Given records

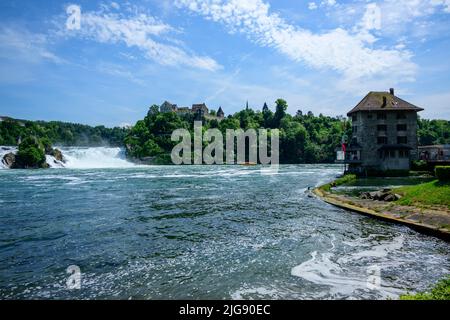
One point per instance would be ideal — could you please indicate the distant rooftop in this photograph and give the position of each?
(383, 101)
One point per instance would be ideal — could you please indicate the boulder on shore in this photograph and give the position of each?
(383, 195)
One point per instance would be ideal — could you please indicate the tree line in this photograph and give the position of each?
(304, 137)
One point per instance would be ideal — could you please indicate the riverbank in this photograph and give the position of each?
(423, 207)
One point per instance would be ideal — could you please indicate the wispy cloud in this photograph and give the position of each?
(348, 52)
(138, 30)
(20, 44)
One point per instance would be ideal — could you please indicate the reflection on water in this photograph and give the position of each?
(197, 232)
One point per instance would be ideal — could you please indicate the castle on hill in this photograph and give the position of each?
(200, 110)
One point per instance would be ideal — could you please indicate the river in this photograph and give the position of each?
(198, 232)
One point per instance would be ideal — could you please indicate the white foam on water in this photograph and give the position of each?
(325, 269)
(242, 294)
(95, 158)
(53, 163)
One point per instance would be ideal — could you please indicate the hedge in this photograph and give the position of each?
(443, 173)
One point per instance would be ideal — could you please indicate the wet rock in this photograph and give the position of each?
(383, 195)
(57, 154)
(9, 159)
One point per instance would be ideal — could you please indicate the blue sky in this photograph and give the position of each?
(322, 56)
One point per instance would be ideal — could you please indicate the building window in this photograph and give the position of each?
(402, 140)
(403, 154)
(382, 140)
(401, 115)
(381, 116)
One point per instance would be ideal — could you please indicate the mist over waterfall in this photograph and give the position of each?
(98, 157)
(81, 158)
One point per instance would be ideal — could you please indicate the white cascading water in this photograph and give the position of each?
(92, 158)
(4, 151)
(82, 158)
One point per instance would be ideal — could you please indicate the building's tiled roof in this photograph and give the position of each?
(374, 101)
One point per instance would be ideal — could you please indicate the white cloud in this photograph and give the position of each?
(341, 50)
(372, 17)
(312, 6)
(139, 30)
(17, 44)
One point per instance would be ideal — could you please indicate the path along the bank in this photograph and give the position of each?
(430, 220)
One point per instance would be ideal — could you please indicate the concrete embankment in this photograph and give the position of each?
(425, 220)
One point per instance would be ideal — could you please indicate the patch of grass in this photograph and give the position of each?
(431, 193)
(441, 291)
(348, 178)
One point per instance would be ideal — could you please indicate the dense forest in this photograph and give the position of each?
(59, 133)
(304, 137)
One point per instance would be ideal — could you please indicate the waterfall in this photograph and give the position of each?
(82, 158)
(98, 157)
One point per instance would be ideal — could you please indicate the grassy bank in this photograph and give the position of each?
(433, 193)
(441, 291)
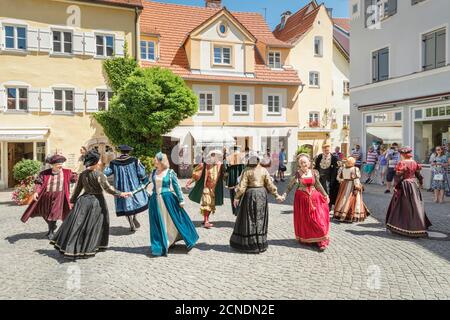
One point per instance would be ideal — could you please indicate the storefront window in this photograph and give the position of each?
(428, 135)
(40, 152)
(384, 128)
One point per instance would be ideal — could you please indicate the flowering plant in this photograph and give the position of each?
(23, 191)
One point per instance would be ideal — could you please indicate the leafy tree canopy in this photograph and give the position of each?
(148, 103)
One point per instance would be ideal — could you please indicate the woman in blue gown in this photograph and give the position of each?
(169, 222)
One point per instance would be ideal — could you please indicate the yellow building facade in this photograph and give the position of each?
(51, 77)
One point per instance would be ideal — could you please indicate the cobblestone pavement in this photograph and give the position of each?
(363, 261)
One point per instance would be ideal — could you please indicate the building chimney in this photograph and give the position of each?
(284, 16)
(213, 3)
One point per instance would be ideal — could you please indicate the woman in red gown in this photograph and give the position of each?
(311, 213)
(406, 213)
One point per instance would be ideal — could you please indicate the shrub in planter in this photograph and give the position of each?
(25, 171)
(26, 168)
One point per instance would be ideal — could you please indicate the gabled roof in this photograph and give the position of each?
(341, 35)
(223, 12)
(343, 23)
(298, 23)
(120, 3)
(173, 23)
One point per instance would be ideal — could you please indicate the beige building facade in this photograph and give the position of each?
(51, 77)
(323, 64)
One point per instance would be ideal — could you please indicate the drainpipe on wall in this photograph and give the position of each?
(137, 13)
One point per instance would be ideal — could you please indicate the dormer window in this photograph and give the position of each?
(222, 55)
(274, 60)
(222, 29)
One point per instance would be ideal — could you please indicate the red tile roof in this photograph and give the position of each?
(173, 23)
(121, 3)
(297, 24)
(343, 23)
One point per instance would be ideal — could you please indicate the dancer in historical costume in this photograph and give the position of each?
(129, 174)
(311, 213)
(51, 198)
(250, 229)
(234, 168)
(327, 166)
(349, 205)
(406, 213)
(208, 189)
(169, 222)
(86, 229)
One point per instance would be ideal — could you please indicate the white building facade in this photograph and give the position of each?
(400, 74)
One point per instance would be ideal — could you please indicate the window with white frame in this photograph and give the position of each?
(346, 85)
(17, 98)
(274, 59)
(62, 41)
(346, 120)
(314, 79)
(15, 37)
(104, 45)
(104, 97)
(63, 100)
(274, 104)
(148, 50)
(314, 119)
(206, 102)
(222, 55)
(318, 46)
(434, 49)
(240, 103)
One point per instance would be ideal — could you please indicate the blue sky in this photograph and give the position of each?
(274, 7)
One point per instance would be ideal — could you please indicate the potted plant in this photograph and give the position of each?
(25, 172)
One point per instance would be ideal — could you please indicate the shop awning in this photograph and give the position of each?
(212, 137)
(22, 134)
(387, 134)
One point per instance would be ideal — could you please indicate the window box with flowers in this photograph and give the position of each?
(25, 172)
(314, 124)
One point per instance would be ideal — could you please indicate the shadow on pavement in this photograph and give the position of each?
(26, 236)
(9, 204)
(292, 243)
(54, 254)
(119, 231)
(217, 224)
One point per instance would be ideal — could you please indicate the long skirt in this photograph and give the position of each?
(86, 230)
(349, 205)
(250, 229)
(311, 218)
(406, 213)
(169, 223)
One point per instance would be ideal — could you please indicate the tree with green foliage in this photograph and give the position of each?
(148, 103)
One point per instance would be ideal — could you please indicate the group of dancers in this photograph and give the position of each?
(329, 183)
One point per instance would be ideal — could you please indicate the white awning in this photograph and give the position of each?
(387, 134)
(22, 134)
(209, 137)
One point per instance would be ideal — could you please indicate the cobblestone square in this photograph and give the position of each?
(363, 261)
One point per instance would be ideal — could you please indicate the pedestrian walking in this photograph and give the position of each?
(439, 177)
(371, 161)
(406, 213)
(392, 157)
(52, 193)
(169, 222)
(129, 173)
(350, 206)
(208, 189)
(86, 229)
(250, 230)
(311, 213)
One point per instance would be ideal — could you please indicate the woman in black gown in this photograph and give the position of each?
(86, 229)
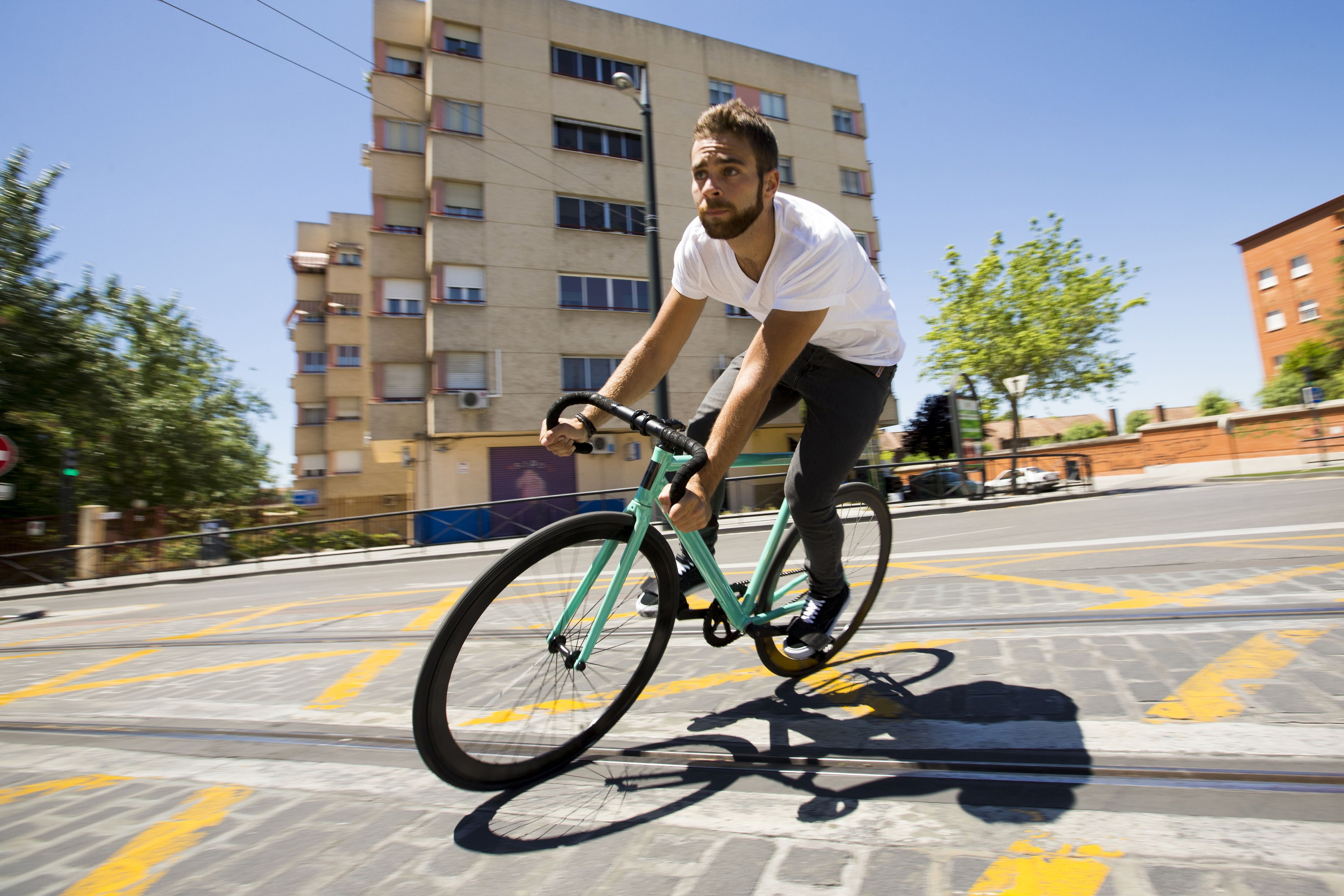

Exercise
Pictures are to be left out; everything else in the entries is reproduced verbatim.

Response
One point per instance would be ideal — could you please indicate the distant rooftop in this photograph and give the position of each?
(383, 101)
One point per instance would be ideal — could you please indicate the boulder on shore in this photograph and give the position of each?
(383, 195)
One point per instance would be ideal — could you please indicate the tree line in this photograph and give the position of each?
(304, 137)
One point per instance would be ideal — could you please indicate the riverbank in this photograph and give the position of each?
(423, 207)
One point per instance would be ideal — could you please indicate the wispy cloud in this photograph and give the position of each?
(348, 52)
(138, 30)
(20, 44)
One point per instance would be ideal — could you please indicate the reflection on water in this photograph and give the position of each?
(197, 232)
One point per instance would be ideal — could you please indicate the castle on hill in this photograph and give the position of each?
(200, 110)
One point per instance would be ideal — could you please indicate the river in this photograph and give the position of each?
(198, 232)
One point per instance would be ideal — could you please indicate the white foam on water in this photograph and give the position of each?
(325, 269)
(242, 294)
(95, 158)
(53, 163)
One point per instance would be ideal — could you please indicate the hedge in this photograph and give the position of each?
(443, 173)
One point per instance would be ideal — could you please indicate the wet rock in this photograph and give the position of each?
(383, 195)
(57, 154)
(9, 159)
One point per instance would be ideal — could you please indicate the blue sky in this photograph and give the position of each?
(322, 56)
One point per instance would be ideal — could you please indicate the building window in this photograph and give the position of each?
(402, 140)
(403, 154)
(382, 140)
(401, 115)
(381, 116)
One point per instance would be ideal — could you please indicate the mist over waterfall in this photograph and give the position of each?
(98, 157)
(81, 158)
One point per instance would be ideal — could you please indicate the white cascading water in this photograph and give the position of each?
(92, 158)
(4, 151)
(82, 158)
One point per instance would be ideal — could you please indicate the building's tiled roof in this photograph and give the position of each?
(374, 101)
One point per instance would be ideal — could you please indicate the white cloud in this photograph and give the position of each?
(341, 50)
(372, 17)
(312, 6)
(139, 30)
(17, 44)
One point per instance would be ideal — could you please indicate the path along the bank in this photograph and give the position of each?
(430, 220)
One point per instance would be ideal — could you please indicate the concrete embankment in this photograph and give the position of each?
(425, 220)
One point per instance would be ideal — could you please indicate the patch of grass in this photograph and give the position of each?
(431, 193)
(441, 291)
(348, 178)
One point per instance would be ideal — could you please indicate the dense forest in this photograph and give the position of each?
(59, 133)
(304, 137)
One point per instance would be ideal — could you please indicate the waterfall in this photograph and give the position of each?
(82, 158)
(98, 157)
One point per instance would be ideal — could you please indicate the grassy bank in this photograph and give the position of each?
(433, 193)
(441, 291)
One point per instance would be ideal — could you please indicate the storefront window in this photograph and give the position of each?
(428, 135)
(40, 152)
(384, 128)
One point per instance would be ideal — could you please indicate the flowering plant in this photograph and give the position of each?
(23, 191)
One point per instance would be ideal — could you please indicate the leafy tree canopy in this photograph and give the position of each?
(148, 103)
One point per instance would be ideal — could you please indicate the woman in blue gown in this photograph and give the position of each?
(169, 222)
One point per instance would be ideal — could you please indicate the yellow building facade in this photograph and give the position of each?
(51, 77)
One point per instance would be ideal — could you please indicate the cobblestone pavement in this photograph and give the position of each?
(363, 261)
One point per instance would be ideal — could you please indicate the building chimney in this photograph and give the position of each?
(284, 16)
(213, 3)
One point per instance would be ideal — could you please indicate the woman in red gown in this photograph and give the position of each?
(311, 213)
(406, 213)
One point per instance would be ideal — could you please indicate the shrub in planter in this photograph and give the position of each?
(25, 171)
(26, 168)
One point per instance would be ideal — could you please indicate the gabled roof in this photograph and give the position of each?
(341, 35)
(223, 12)
(343, 23)
(298, 23)
(120, 3)
(173, 23)
One point per instance would be ideal — could you please indicate the beige building facade in this photograph and give the position of each?
(51, 77)
(323, 64)
One point per instance would be ideal — could you please indicate the drainpipe on wall in this photograph and give the position of each?
(137, 13)
One point per instance would be ideal — could you please indicate the dormer window in this photograph and give the position of each?
(222, 55)
(274, 60)
(222, 29)
One point per instance would be ideal — could you please indicate the red tile roof in this photograph and give the position of each?
(173, 23)
(121, 3)
(297, 24)
(343, 23)
One point per instance would be ideal — could you please indicate the dancer in historical costume in this photograph and give the position of each?
(129, 174)
(311, 213)
(51, 198)
(250, 229)
(234, 168)
(327, 166)
(349, 205)
(406, 213)
(208, 189)
(169, 222)
(86, 229)
One point per instance would be ideal — could you please indicate the white building facade in this photograph and give the position of each?
(400, 74)
One point per instance would be ideal — could you please indicate the window with white frame in this photograph and give the position of each?
(346, 85)
(17, 98)
(274, 59)
(62, 41)
(346, 120)
(314, 79)
(15, 37)
(104, 45)
(104, 97)
(63, 100)
(274, 104)
(148, 50)
(314, 119)
(206, 102)
(222, 55)
(318, 46)
(434, 49)
(240, 103)
One point per instance would be ideal — could you please indicate the blue sky in this photograph and give the position of each?
(274, 7)
One point per instance would be ideal — could you please indicate the potted plant in this photograph and give the position of each?
(25, 172)
One point per instance would be ideal — could you please indicate the shop awning in this photograph and give the position of each?
(212, 137)
(22, 134)
(387, 134)
One point per instance would be ideal — could you please indicate the window box with flowers in this photograph and give the position of each?
(25, 172)
(314, 124)
One point per instance would be ideal — could you please indicate the shadow on pavement in this photograph and give the position of each?
(26, 236)
(9, 204)
(292, 243)
(54, 254)
(119, 231)
(217, 224)
One point per instance would be ideal — could you please indicate the long skirt in this photograph and give the position of each?
(86, 230)
(349, 205)
(250, 229)
(311, 218)
(406, 213)
(169, 223)
One point per instance would be ideal — could you please indicate the tree with green foliage in this photograph and give the position of each?
(148, 103)
One point per instance would be ideal — could you please indicate the group of dancers in this photograph and give the position of each?
(329, 183)
One point per instance would be ideal — could you please indicate the white awning in this photograph and give the position of each?
(387, 134)
(22, 134)
(209, 137)
One point per instance would be ideal — could you please indicate the cobblestone square in this photograph and give the position of each?
(363, 261)
One point per instance would be ideal — could you please indicate the pedestrian walking in this photograph and give the position of each?
(439, 177)
(371, 161)
(406, 213)
(392, 157)
(52, 193)
(169, 222)
(129, 173)
(350, 206)
(208, 189)
(86, 229)
(250, 230)
(311, 213)
One point per instance would be ideal — could you please indicate the woman in black gown in this photograph and give the position of each?
(86, 229)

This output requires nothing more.